(STATED GOAL 1):
In the forum thread about cabomba, what does Damon say the plant requires?

(ARTICLE):
^^^^^^^^^^^^^^^^

# cobomba?



## j-man the skater-man (Apr 4, 2005)

any good sites with good information about care??


----------



## Osiris (Jan 18, 2005)

these guys are very helpful when comes to plant detail, here ya go:
http://www.plantgeek.net/plantguide_viewer.php?id=43

cool plants have ton of fake ones of them real thing didnt work out for me..


----------



## MyraVan (Jan 19, 2005)

Cabombas are quite hard to grow. I think Camomba caroliniana is the most common one, the one you're most likely to pick up from a pet shop. Here's more info on it:
http://www.tropica.com/productcard_1.asp?id=015
In general I find Tropica more useful than plantgeek, as they have much more info on the plants. 
Use the URL
http://www.tropica.com/default.asp
to get info on all their plants.

I had some cabomba, it looked great for a bit, see it in the back right of this picture








and then it simply fell apart. My tank is fairly low light (1.5WPG), no CO2 injection, no ferts.


----------



## maxpayne_lhp (Jan 19, 2005)

They are a bit nasty... I can find them all over my tank in the surface.. However, we can't find any other here.


----------



## Damon (Jan 18, 2005)

Cabomba is a pretty plant, but deffinitely not for the low tech tanks. They require higher light and CO2. They will grow well in almost for any tank for a couple of weeks, then die off clogging filter intakes.


----------



## ALFA WOLF (May 24, 2005)

That is stuff that u need to watch otu for cause i had the same problem with it gettign in my filter i ended up takign it out and replacign some parts of my filter.


----------



## slidewaysL28E (May 31, 2005)

^^^^^^^^^^^^^^^^

(MATERIAL):
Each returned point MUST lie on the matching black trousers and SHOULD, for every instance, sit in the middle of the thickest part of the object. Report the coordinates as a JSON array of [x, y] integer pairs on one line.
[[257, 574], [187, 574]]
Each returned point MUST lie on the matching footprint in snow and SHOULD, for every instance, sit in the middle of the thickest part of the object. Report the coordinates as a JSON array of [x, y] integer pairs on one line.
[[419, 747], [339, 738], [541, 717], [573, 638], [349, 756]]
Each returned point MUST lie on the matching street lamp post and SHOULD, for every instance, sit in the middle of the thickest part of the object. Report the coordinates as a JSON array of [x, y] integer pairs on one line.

^^^^^^^^^^^^^^^^

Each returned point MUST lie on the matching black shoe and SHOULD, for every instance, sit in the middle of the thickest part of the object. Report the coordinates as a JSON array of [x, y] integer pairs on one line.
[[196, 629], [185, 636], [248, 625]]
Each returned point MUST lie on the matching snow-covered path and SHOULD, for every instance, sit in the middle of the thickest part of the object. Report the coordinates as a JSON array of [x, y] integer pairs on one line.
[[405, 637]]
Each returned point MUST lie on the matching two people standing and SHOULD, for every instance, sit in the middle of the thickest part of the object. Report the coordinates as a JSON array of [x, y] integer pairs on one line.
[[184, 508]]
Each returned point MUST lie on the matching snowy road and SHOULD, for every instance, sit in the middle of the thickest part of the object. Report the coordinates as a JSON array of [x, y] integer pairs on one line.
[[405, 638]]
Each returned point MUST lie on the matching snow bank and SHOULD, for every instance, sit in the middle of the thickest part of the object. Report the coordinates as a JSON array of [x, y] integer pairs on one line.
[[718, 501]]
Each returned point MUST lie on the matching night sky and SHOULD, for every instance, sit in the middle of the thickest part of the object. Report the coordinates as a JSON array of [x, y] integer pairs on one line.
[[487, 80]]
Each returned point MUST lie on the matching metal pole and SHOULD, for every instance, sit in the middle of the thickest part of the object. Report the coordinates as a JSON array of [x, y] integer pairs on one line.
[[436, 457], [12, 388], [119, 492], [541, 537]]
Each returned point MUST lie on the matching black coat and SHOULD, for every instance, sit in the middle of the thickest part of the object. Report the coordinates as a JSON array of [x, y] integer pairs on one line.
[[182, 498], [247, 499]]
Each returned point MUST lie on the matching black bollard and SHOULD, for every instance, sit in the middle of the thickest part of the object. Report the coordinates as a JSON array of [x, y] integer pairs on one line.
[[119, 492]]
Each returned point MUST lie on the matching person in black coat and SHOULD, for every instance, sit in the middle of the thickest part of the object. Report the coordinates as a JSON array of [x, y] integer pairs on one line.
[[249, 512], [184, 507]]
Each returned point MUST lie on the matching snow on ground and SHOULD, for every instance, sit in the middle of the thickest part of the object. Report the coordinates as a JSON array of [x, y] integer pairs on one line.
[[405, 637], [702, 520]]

^^^^^^^^^^^^^^^^

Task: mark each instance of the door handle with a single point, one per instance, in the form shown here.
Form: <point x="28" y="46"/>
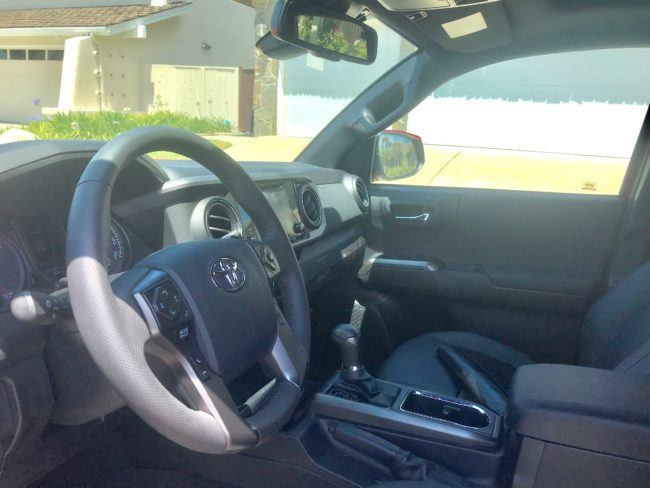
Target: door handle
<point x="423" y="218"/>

^^^^^^^^^^^^^^^^

(STATED GOAL 2):
Repeat, word for word, the part of the rows that opens with the line containing "Each returned point MUST lie on the matching two" and closes with the line containing "[[436, 457], [12, 388], [119, 492], [541, 537]]", including both of those lines.

(FULL ANSWER 1):
Higher light and CO2.

(FULL ANSWER 2):
Each returned point MUST lie on the matching two people standing and SHOULD, for every instance, sit in the middle of the thickest part of the object. Report the coordinates as a JSON array of [x, y] integer pairs on one line.
[[184, 508]]
Each returned point MUST lie on the matching snowy road and SHOULD, for every instance, sit in the middle of the thickest part of the object. Report the coordinates as a JSON array of [x, y] integer pairs on one line.
[[405, 638]]
Each returned point MUST lie on the matching snow bank and SHOULD, for every instance, sit in the middle of the thickest part of the object. Report the coordinates as a JSON array of [x, y] integer pairs on one line.
[[718, 501]]
Each returned point MUST lie on the matching night sky and SHOULD, for every instance, sit in the middle of the thickest part of the object. Report the coordinates as a JSON array of [x, y] integer pairs on one line.
[[487, 80]]
Each returned point MUST lie on the matching metal pole and SHOULD, for every instance, sit in the middle of the thickest part of the object. Report the coordinates as a JSON array of [x, y] integer pairs on one line.
[[436, 457], [12, 388], [119, 492], [541, 537]]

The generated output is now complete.